> [STATED TASK]
Return, word for word, the stretch of items below from the line containing "the red brick" through the end of the items.

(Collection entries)
--

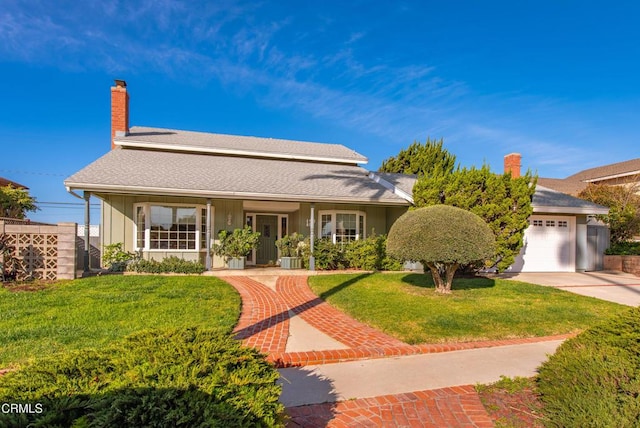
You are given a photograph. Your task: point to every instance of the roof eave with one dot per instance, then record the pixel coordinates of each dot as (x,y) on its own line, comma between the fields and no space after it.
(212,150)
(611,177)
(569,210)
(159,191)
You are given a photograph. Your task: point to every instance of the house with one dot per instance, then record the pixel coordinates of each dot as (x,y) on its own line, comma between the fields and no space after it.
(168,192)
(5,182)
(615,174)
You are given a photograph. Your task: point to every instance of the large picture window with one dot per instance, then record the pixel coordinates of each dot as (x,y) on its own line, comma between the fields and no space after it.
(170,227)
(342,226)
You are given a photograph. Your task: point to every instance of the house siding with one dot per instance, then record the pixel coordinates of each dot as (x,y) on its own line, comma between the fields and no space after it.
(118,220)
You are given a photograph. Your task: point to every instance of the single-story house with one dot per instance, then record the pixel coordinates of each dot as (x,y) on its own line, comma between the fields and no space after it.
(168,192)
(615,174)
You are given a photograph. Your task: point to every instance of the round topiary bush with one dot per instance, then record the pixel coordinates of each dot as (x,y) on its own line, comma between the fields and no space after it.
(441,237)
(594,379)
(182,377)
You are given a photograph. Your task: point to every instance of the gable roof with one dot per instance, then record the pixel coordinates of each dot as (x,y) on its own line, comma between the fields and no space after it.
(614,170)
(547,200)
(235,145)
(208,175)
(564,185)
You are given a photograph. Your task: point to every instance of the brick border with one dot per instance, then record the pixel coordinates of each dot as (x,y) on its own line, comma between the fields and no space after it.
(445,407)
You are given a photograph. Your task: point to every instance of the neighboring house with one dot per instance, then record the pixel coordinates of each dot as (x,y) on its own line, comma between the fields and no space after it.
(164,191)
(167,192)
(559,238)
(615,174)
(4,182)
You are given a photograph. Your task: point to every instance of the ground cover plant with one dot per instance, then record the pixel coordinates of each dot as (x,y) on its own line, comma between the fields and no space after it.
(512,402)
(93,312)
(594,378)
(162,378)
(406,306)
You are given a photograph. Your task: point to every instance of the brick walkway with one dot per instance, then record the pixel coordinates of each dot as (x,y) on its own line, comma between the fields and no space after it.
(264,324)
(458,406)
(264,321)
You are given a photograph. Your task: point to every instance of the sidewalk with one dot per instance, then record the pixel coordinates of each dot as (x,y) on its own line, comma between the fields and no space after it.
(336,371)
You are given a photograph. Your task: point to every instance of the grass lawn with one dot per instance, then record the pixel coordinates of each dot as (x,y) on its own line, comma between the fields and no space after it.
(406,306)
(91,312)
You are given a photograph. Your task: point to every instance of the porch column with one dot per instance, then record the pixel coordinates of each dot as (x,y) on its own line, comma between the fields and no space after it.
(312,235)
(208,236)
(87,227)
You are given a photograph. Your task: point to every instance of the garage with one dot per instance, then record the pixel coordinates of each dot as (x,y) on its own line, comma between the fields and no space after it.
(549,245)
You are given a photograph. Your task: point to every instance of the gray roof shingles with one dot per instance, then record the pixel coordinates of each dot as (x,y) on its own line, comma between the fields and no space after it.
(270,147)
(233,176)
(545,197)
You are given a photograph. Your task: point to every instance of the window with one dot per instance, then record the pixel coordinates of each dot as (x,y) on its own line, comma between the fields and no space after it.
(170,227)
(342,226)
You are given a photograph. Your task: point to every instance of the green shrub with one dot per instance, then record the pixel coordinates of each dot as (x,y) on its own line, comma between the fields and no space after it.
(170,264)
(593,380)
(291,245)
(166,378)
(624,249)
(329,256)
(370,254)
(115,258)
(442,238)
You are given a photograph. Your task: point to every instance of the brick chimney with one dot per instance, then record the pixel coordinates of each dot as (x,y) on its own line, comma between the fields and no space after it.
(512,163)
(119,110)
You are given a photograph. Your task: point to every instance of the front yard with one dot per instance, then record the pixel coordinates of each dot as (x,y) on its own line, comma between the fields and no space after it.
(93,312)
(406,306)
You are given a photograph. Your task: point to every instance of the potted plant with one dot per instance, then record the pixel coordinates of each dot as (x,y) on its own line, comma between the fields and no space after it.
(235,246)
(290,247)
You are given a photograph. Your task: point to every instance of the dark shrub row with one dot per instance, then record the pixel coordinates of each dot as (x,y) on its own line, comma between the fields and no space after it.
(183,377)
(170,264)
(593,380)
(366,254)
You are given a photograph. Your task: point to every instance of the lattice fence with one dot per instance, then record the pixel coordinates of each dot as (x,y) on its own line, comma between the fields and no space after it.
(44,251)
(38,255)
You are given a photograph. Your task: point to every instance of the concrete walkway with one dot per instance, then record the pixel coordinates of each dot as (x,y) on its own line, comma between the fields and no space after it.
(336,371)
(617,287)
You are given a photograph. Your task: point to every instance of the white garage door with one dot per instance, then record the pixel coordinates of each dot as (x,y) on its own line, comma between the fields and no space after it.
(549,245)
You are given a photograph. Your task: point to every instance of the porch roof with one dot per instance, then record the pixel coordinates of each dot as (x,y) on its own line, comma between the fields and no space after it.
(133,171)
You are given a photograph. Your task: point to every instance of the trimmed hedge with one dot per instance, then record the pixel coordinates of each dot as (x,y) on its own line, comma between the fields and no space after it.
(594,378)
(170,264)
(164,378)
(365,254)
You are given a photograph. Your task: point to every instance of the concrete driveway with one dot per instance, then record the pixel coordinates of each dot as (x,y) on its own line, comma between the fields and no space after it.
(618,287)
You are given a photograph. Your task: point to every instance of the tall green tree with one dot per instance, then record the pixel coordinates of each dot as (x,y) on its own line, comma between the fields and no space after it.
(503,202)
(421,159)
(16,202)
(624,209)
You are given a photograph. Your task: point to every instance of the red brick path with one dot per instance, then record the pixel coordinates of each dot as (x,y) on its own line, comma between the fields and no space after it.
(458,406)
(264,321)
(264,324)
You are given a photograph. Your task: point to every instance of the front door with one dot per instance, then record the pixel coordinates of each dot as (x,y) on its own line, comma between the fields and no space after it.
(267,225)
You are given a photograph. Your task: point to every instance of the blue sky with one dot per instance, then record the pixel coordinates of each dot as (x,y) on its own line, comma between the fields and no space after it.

--

> [OUTPUT OF THE EXERCISE]
You are given a photograph. Your task: point to every instance of the red brick path with one dot per instance, then record the pixel coordinates of each dot as (x,y) on its own line, comma between the fields and no space after it.
(458,406)
(264,321)
(264,324)
You are given a photograph. Your task: point to every instance of the front door with one dot per instance, then record the pixel coordinates of each dot as (x,y) on its own line, comma between the fields and no space after it.
(267,225)
You are given a photograph. Your task: point to every instance of the blue sky with one dot per instance, then record the pixel coordinates of each dot as (x,y) on its own line, comma between the fields and no space after it.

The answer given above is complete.